◆ Excerpt ◆

════

Death Cruise is a 1974 American made-for-television mystery film starring Richard Long, Polly Bergen, Edward Albert, Kate Jackson, Celeste Holm, Tom Bosley, Michael Constantine and Cesare Danova. It was directed by Ralph Senensky and aired as the ABC Movie of the Week on October 30, 1974.

Plot
The Carters (Richard Long, Polly Bergen) and two other couples win tickets to a luxury Caribbean cruise. When each of the winners start turning up dead, it soon becomes apparent that the contest was just a trick to begin a killing game. It is up to the ship's doctor, Doctor Burke (Michael Constantine) to figure out what the connection between all these individuals are before more bodies start to turn up.

════

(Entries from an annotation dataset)
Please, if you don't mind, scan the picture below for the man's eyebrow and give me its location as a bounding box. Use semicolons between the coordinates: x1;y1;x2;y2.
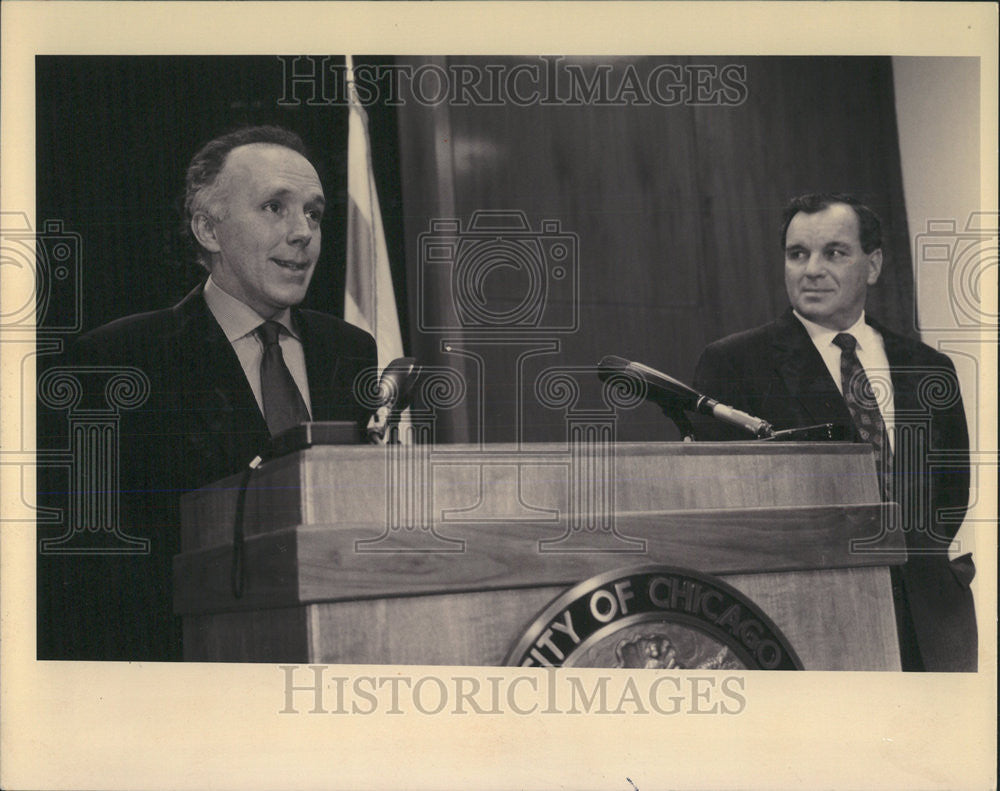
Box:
267;187;326;207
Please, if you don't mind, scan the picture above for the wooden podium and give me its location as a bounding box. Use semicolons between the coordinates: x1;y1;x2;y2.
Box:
174;442;906;670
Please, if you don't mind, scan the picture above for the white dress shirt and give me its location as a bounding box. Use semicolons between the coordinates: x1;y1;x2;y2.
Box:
205;275;312;416
792;310;896;450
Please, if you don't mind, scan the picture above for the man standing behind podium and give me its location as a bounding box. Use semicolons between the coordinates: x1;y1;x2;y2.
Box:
39;126;376;659
694;194;977;671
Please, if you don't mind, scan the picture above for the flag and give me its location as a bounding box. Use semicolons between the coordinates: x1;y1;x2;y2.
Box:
344;55;403;371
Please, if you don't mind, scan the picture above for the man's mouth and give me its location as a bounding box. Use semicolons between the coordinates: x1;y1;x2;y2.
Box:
271;258;309;272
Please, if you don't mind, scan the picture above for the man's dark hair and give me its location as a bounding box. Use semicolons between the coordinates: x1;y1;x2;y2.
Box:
781;192;882;253
184;126;310;269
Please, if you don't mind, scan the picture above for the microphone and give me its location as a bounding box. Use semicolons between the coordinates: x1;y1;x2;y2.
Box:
597;355;774;439
367;357;420;445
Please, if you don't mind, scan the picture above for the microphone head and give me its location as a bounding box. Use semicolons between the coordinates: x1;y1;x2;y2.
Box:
597;355;701;410
378;357;420;412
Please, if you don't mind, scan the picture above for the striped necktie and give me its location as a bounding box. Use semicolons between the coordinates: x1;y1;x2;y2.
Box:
833;332;892;500
256;321;309;437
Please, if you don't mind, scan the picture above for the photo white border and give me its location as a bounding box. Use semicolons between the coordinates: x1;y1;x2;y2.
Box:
0;2;997;791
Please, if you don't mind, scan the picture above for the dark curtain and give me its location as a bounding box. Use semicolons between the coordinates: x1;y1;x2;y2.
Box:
400;57;913;441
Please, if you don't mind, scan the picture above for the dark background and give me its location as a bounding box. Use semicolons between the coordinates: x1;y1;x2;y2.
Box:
35;56;407;336
35;56;913;441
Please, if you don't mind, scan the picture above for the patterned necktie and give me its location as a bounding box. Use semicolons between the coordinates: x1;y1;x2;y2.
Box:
833;332;892;500
256;321;309;437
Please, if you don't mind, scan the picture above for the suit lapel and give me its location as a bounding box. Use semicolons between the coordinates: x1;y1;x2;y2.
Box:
174;286;267;436
293;310;341;420
868;319;926;415
771;309;854;434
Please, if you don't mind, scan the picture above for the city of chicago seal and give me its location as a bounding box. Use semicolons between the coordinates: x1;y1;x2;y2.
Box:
504;566;802;670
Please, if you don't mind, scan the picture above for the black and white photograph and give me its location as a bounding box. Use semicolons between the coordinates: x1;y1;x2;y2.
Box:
0;2;1000;791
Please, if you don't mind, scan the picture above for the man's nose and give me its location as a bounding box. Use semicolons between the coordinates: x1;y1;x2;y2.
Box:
805;253;826;277
288;214;313;247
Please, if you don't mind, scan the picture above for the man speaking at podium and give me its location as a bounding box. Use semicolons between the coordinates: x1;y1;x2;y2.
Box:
39;126;376;659
694;194;977;671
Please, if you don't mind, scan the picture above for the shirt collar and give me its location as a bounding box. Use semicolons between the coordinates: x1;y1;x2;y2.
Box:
792;309;874;349
205;275;301;343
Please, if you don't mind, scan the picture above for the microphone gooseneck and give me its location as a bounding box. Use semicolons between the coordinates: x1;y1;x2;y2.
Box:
597;355;774;439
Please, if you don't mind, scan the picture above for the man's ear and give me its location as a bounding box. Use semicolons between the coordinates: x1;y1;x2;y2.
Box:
868;249;882;286
191;211;220;253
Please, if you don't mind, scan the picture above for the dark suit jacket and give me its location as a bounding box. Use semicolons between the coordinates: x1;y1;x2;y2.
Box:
38;287;376;659
694;309;977;671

════

◆ Required actions ◆
**1.** Reproduce word for word the part of the Death Cruise passage that opens with the words containing "Death Cruise is" and closes with "October 30, 1974.".
**2.** Resume the Death Cruise passage after its last sentence.

◆ Results for the exercise ◆
**1.**
Death Cruise is a 1974 American made-for-television mystery film starring Richard Long, Polly Bergen, Edward Albert, Kate Jackson, Celeste Holm, Tom Bosley, Michael Constantine and Cesare Danova. It was directed by Ralph Senensky and aired as the ABC Movie of the Week on October 30, 1974.

**2.**
Cast
 Richard Long as Jerry Carter
 Polly Bergen as Sylvia Carter
 Edward Albert as James Radney
 Kate Jackson as Mary Frances Radney
 Celeste Holm as Elizabeth Mason
 Tom Bosley as David Mason
 Michael Constantine as Dr. Burke
 Cesare Danova as Captain Vettori
 Amzie Strickland as Lynn
 Alain Patrick as Barrere
 Maurice Sherbanee as Room Steward
 Wesley Gale as Hotel Clerk (as West Gale)
 Marc De Vries as Deck Steward

Production
Much of the film was shot aboard the  in Long Beach, California.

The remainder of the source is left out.